To do: Find each line below that contains the string "shrub" and copy it. Case counts.

Records to use:
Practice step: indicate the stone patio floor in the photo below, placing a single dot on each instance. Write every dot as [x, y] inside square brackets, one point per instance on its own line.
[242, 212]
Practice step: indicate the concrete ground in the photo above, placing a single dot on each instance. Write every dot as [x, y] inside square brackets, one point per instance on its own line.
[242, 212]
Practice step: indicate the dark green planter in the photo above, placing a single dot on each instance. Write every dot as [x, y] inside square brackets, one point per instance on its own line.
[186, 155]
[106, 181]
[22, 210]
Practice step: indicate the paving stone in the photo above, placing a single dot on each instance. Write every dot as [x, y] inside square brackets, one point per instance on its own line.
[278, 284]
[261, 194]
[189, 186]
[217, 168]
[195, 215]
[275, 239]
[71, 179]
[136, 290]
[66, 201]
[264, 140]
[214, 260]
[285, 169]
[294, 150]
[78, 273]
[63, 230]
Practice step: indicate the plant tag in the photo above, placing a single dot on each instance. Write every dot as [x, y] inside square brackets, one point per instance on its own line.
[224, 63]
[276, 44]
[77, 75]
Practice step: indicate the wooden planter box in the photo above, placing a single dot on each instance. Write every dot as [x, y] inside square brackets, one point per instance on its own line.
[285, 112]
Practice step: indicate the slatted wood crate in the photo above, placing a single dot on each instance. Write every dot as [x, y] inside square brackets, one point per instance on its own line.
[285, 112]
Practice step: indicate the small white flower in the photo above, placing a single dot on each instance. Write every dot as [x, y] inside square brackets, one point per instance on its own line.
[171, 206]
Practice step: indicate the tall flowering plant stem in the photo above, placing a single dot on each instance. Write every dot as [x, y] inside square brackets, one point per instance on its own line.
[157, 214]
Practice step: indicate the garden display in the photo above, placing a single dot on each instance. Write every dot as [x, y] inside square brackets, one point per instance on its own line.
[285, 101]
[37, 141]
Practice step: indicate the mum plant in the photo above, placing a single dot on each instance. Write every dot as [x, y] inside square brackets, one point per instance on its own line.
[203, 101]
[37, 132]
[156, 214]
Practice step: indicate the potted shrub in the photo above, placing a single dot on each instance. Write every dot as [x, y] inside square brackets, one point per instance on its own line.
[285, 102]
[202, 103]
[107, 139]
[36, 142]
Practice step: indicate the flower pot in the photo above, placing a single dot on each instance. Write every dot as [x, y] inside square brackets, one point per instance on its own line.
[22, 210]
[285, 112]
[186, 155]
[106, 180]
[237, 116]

---

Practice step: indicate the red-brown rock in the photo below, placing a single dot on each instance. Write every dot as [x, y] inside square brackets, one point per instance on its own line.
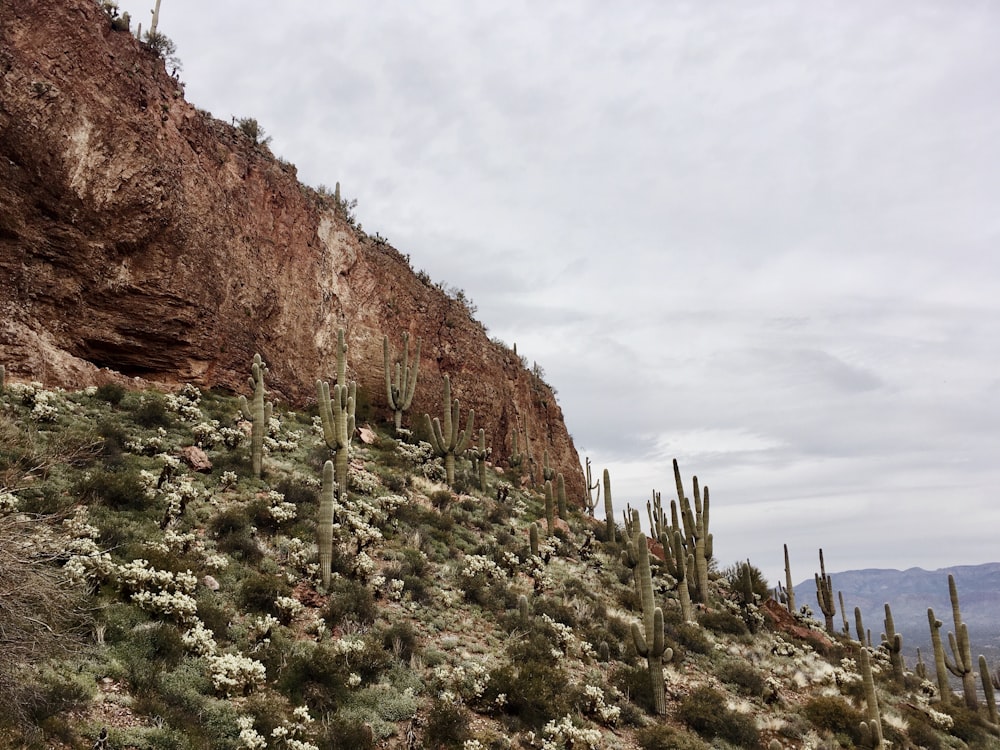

...

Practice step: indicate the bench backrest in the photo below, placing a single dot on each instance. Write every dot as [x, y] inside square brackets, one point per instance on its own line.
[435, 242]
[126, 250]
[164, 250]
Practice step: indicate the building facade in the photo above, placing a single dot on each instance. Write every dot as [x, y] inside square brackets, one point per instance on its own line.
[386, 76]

Task result:
Practice step: indicate the potted shrub in the photo above, placing a single dot on each instance. Write every dot as [x, y] inside square brackets, one point per instance on its own line.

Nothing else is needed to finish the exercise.